+++ Supplied text

Distributed XGBoost with Ray

Ray is a general purpose distributed execution framework. Ray can be used to scale computations from a single node to a cluster of hundreds of nodes without changing any code.

The Python bindings of Ray come with a collection of well maintained machine learning libraries for hyperparameter optimization and model serving.

The XGBoost-Ray project provides an interface to run XGBoost training and prediction jobs on a Ray cluster. It allows to utilize distributed data representations, such as Modin dataframes, as well as distributed loading from cloud storage (e.g. Parquet files).

XGBoost-Ray integrates well with hyperparameter optimization library Ray Tune, and implements advanced fault tolerance handling mechanisms. With Ray you can scale your training jobs to hundreds of nodes just by adding new nodes to a cluster. You can also use Ray to leverage multi GPU XGBoost training.

++++++
+++ Raw records

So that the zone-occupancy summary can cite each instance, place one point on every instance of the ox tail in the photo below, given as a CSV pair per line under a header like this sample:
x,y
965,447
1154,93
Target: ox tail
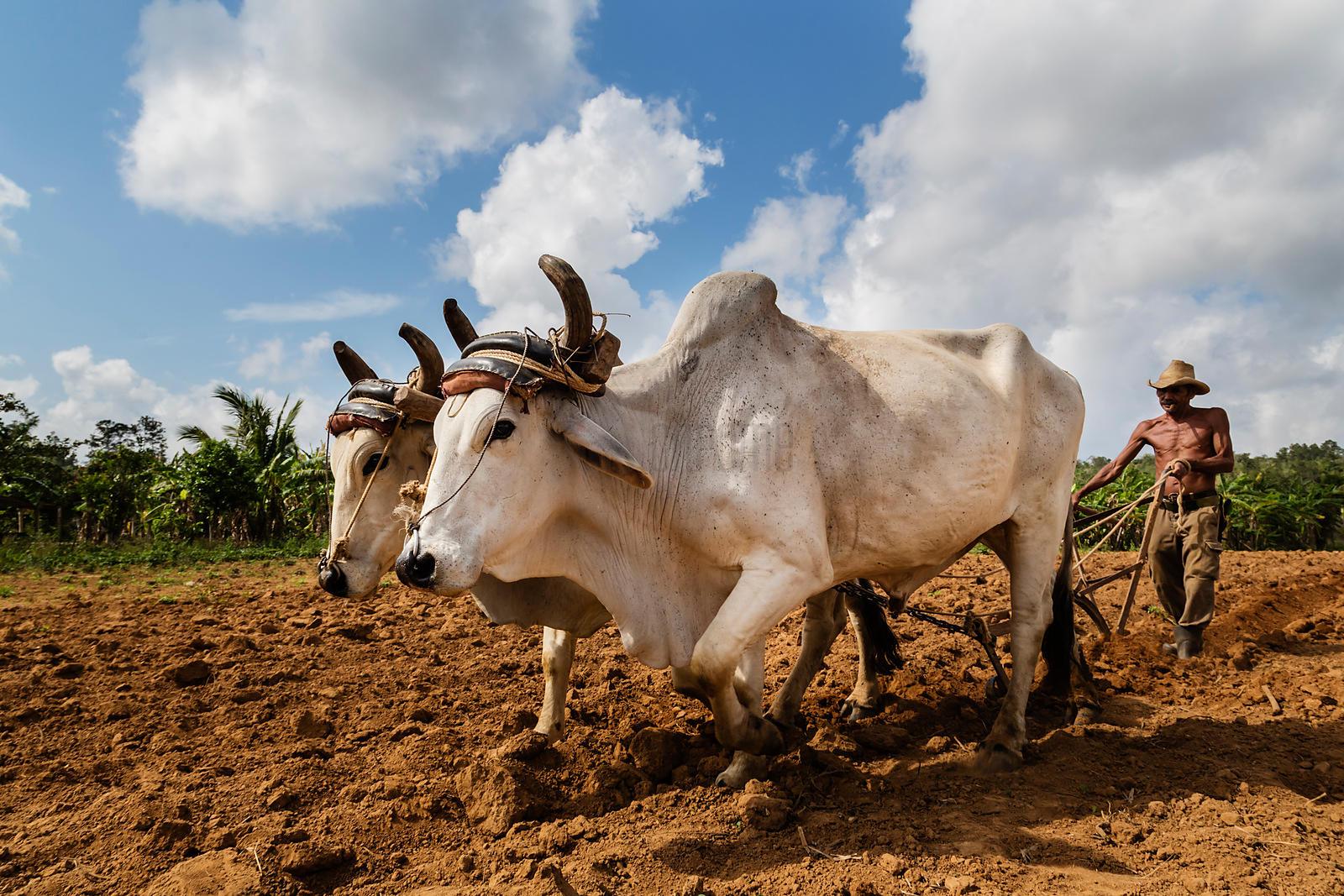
x,y
877,638
1058,647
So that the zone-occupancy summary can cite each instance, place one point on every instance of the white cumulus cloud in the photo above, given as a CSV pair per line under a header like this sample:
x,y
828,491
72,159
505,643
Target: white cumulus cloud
x,y
11,196
788,239
335,305
1129,184
112,389
275,362
292,110
591,196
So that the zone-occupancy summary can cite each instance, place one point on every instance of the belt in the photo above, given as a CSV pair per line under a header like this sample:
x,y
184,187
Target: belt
x,y
1191,501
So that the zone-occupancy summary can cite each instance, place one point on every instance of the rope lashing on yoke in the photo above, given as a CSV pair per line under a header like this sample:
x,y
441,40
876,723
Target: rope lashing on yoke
x,y
523,363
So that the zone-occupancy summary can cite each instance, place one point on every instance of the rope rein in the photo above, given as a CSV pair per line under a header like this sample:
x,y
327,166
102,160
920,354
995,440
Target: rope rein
x,y
490,437
339,548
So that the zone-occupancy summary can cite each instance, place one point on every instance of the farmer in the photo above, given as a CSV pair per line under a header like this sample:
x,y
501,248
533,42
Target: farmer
x,y
1191,446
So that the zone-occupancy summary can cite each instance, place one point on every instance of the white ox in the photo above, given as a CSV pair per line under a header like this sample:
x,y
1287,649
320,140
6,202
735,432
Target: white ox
x,y
754,461
371,466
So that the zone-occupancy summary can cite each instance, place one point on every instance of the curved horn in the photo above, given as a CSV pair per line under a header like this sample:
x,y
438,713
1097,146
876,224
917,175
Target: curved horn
x,y
459,324
430,362
353,364
578,309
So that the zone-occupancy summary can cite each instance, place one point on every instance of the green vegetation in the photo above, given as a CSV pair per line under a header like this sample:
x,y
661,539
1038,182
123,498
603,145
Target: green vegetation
x,y
116,497
1284,503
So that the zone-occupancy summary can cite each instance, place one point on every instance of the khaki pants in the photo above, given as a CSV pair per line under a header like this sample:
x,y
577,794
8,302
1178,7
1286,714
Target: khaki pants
x,y
1184,563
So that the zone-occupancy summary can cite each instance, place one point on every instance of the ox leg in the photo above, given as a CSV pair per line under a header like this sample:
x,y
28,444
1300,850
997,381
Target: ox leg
x,y
748,681
878,653
757,604
557,660
1032,566
824,620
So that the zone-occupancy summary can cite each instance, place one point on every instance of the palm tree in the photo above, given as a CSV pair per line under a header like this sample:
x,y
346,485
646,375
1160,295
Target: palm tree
x,y
268,441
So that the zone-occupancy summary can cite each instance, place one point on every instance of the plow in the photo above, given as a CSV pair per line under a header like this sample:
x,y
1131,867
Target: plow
x,y
987,627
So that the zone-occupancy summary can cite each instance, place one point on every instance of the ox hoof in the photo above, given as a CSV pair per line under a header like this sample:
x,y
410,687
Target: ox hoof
x,y
743,768
855,711
994,758
524,745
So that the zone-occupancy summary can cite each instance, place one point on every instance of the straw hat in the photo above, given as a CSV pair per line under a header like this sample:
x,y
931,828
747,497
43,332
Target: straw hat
x,y
1179,374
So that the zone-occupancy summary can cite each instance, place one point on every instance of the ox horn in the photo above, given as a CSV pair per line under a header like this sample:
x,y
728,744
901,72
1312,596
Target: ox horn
x,y
353,364
428,355
459,324
578,308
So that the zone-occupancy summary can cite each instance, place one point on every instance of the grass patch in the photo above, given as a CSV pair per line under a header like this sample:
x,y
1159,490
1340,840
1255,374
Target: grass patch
x,y
53,557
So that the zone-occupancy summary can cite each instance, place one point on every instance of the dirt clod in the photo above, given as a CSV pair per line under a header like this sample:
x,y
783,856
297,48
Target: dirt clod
x,y
194,672
764,812
656,752
495,797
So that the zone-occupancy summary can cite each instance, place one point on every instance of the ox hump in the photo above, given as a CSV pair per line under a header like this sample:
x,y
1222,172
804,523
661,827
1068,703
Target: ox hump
x,y
722,305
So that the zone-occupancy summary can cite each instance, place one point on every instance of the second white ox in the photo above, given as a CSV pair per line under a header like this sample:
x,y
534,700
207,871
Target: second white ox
x,y
382,443
752,463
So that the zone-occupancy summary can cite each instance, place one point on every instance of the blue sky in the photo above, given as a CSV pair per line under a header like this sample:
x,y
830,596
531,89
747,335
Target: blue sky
x,y
945,165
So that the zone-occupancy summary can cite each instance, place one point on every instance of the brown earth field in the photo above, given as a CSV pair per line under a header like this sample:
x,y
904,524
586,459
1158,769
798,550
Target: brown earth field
x,y
228,728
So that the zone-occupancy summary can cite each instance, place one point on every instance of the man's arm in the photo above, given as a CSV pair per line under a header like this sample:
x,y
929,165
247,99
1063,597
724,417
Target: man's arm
x,y
1222,459
1110,472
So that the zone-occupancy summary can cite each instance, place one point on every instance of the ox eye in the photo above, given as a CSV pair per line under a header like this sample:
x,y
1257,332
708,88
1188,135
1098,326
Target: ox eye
x,y
374,463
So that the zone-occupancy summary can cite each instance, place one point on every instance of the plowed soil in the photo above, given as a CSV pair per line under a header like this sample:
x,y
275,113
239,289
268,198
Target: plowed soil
x,y
233,730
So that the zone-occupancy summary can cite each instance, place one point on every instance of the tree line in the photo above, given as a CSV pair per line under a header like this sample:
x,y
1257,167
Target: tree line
x,y
257,484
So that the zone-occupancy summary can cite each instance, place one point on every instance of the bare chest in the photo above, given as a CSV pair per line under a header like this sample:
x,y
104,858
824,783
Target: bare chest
x,y
1191,437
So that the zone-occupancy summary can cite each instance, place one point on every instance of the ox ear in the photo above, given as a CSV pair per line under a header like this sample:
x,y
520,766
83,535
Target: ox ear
x,y
598,448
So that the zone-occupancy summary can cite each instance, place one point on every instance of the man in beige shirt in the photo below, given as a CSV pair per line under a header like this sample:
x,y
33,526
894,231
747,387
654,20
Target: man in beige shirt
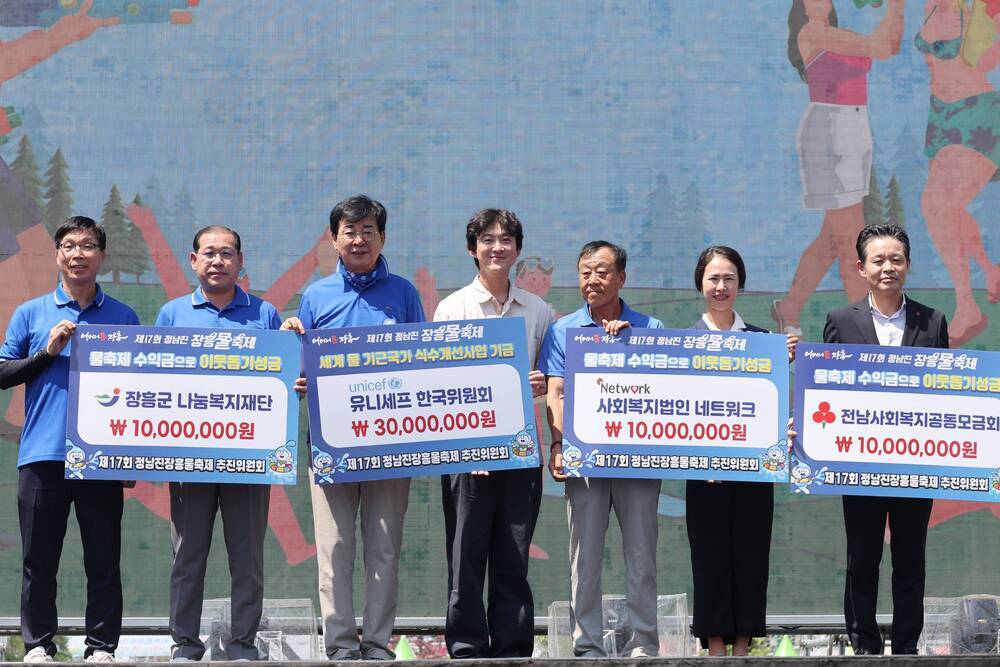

++++++

Task to complete.
In the text on distributed XGBoost with Ray, which hyperparameter optimization library does XGBoost-Ray integrate well with?

The solution.
Ray Tune